### WHAT THIS EXERCISE ASKS
- 1) Report every line of the entries below that contains the string "bench", copying each line in full.
- 2) Extend the passage below about being a newcomer in a virtual world, continuing from its final sentence.

### EXCERPTED TEXT
Most of the people that I encounter are also newbies; probably
I hang out in Newbie Places, not having found the Experienced
User Places yet (or earned entrance to them if I knew where
they were), but there sure are alot of newbies.
The most common question I hear is "what do you do here?", and the
most common answer is "that's a good question!".
There's sex, of course.
One of the first interactions I had was when this vaguely
bat-looking woman came down out of the sky and said
"do you want to go to a club?", and when I dithered
about being a newbie and not really sure what was going on
she said "there is sex".
(I said "oh! nrn, tx".)
And there's building stuff.
I made this spinning metal barrel that sits there a few virtual
feet off of the virtual floor with a sign saying "click me!", and
if you click it your avatar goes over and sits on it, and because
it's spinning your avatar spins around and around
head over heels, which
looks amusing and produces memorable visuals if you go into
"mouselook" mode where you're looking out your avatar's eyes.

### EXERCISE INPUT

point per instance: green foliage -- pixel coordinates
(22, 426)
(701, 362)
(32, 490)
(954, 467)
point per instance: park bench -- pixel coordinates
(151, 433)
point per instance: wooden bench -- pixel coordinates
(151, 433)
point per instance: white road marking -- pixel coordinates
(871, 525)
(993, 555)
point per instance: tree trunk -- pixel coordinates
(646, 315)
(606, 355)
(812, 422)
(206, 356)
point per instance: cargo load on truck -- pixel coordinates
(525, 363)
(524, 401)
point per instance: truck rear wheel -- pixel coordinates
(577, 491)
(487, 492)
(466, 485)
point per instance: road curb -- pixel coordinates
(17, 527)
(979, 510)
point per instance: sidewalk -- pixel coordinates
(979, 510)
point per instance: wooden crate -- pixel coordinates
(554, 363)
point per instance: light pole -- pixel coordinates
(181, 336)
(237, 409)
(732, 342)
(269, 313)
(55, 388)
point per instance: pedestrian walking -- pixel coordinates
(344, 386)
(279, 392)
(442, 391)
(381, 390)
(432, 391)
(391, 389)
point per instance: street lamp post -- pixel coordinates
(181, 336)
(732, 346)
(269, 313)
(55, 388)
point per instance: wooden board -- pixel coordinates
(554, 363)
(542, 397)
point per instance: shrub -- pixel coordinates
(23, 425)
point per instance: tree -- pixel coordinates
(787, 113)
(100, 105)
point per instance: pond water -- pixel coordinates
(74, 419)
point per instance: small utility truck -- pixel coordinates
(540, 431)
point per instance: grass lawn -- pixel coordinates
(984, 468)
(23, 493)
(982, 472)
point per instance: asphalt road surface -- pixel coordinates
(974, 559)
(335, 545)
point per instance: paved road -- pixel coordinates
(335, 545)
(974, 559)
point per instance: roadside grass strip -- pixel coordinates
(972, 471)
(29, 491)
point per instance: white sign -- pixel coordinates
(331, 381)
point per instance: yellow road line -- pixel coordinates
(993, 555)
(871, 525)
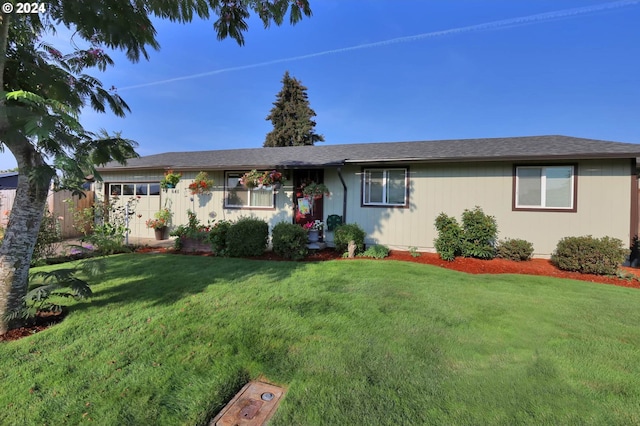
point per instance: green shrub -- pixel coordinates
(514, 249)
(48, 240)
(377, 252)
(447, 243)
(194, 229)
(589, 255)
(348, 232)
(479, 234)
(289, 241)
(247, 237)
(218, 237)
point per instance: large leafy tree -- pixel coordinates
(42, 91)
(292, 117)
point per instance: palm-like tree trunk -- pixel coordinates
(22, 231)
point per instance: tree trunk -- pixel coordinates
(22, 229)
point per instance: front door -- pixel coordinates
(304, 209)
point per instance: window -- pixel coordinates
(131, 189)
(384, 187)
(545, 187)
(238, 196)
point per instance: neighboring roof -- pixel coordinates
(457, 150)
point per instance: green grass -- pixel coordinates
(170, 339)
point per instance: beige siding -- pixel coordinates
(208, 207)
(603, 204)
(603, 208)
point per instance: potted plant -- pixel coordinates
(160, 222)
(170, 179)
(314, 228)
(315, 191)
(201, 185)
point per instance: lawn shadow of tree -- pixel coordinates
(150, 277)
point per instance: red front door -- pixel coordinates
(305, 209)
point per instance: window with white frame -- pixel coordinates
(545, 187)
(131, 189)
(239, 196)
(384, 187)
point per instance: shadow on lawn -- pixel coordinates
(163, 279)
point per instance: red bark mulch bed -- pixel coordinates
(468, 265)
(462, 264)
(42, 321)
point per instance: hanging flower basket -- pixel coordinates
(256, 179)
(201, 185)
(315, 191)
(170, 179)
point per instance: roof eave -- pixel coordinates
(497, 158)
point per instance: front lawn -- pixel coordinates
(169, 340)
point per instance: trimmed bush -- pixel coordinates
(377, 252)
(247, 237)
(218, 237)
(48, 239)
(289, 241)
(479, 234)
(514, 249)
(347, 232)
(589, 255)
(447, 243)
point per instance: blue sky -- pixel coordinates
(390, 70)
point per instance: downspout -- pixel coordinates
(344, 196)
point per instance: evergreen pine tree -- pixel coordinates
(291, 116)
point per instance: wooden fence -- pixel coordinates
(6, 202)
(58, 207)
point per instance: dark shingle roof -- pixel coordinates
(460, 150)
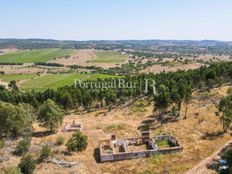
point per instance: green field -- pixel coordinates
(109, 57)
(59, 80)
(38, 55)
(9, 77)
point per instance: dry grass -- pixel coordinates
(200, 135)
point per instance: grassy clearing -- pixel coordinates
(59, 80)
(163, 144)
(114, 127)
(16, 77)
(31, 56)
(109, 57)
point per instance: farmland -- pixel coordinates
(16, 77)
(109, 57)
(55, 81)
(38, 55)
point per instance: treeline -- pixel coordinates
(8, 63)
(174, 83)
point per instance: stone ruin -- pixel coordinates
(144, 146)
(69, 127)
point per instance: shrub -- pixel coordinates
(23, 146)
(27, 164)
(12, 170)
(2, 142)
(77, 143)
(59, 141)
(45, 153)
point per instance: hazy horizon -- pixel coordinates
(84, 20)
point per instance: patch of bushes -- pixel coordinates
(59, 141)
(27, 164)
(44, 153)
(23, 146)
(2, 142)
(77, 143)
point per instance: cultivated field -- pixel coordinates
(38, 55)
(16, 77)
(109, 57)
(59, 80)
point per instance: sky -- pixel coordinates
(116, 19)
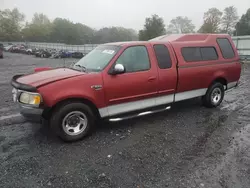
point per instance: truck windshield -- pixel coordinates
(97, 59)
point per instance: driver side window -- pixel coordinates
(135, 59)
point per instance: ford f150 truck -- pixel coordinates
(121, 80)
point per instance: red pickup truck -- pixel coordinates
(121, 80)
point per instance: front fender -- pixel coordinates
(76, 87)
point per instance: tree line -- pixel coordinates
(41, 29)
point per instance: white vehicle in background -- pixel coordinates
(6, 48)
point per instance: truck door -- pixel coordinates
(167, 72)
(136, 88)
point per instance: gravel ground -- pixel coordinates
(188, 146)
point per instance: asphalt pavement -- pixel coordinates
(188, 146)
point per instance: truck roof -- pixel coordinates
(172, 38)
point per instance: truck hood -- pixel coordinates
(45, 77)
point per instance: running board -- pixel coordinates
(139, 114)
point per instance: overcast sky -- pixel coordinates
(125, 13)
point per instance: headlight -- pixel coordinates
(30, 98)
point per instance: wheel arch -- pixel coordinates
(221, 80)
(48, 111)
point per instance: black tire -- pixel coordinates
(212, 90)
(61, 112)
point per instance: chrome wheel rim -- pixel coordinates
(216, 95)
(74, 123)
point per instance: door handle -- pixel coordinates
(152, 78)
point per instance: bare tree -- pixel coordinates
(212, 20)
(181, 25)
(229, 19)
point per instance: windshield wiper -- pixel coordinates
(83, 69)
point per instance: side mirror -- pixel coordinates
(118, 69)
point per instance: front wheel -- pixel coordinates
(72, 121)
(214, 95)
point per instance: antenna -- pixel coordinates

### ANSWERS BELOW
- 1)
point per instance: park bench -- pixel coordinates
point per instance: wooden bench -- pixel coordinates

- 2)
(I have a picture of that somewhere, but I'm too lazy to
find it and post it; use your imagination.)
Since I'm poor in the game (I didn't even give Second Life my
credit card information to verify, which gets you some automatic
vitual money), I can't buy or rent any land of my own, so in order
to build stuff I hang out at the various sandboxes where anyone
and everyone can build stuff but it gets cleaned up now and then.
It's sort of fun in the sandboxes; mostly other penniless newbies
like me fiddling with the building system and exchanging mysterious
artifacts that we've found or that other people have given us,
trying to figure out how they work or modify them to our own
purposes.
One day when I was there, this young woman avatar was sitting
crosslegged in the sandbox on Help Island, trying to combine
a flame object with a log object to make a candle.
She was still there (or there again) doing the same thing when I
came back quite awhile later.
I spent quite a bit of time myself trying to make a smaller
and less showy version of a huge hemisphere of floating multicolored
wisps that someone gave me a copy of;
the original is extremely impressive (it takes up about a quarter of
the sandbox all by itself), and will get all the cargo-cultist
newbies hanging around the sandbox coming over to beg you for
a copy, but I was hoping to get a subtler effect.
So far I haven't been completely successful.
(Like most of the cool visual object effects in Second Life, this
one is a particle
system.)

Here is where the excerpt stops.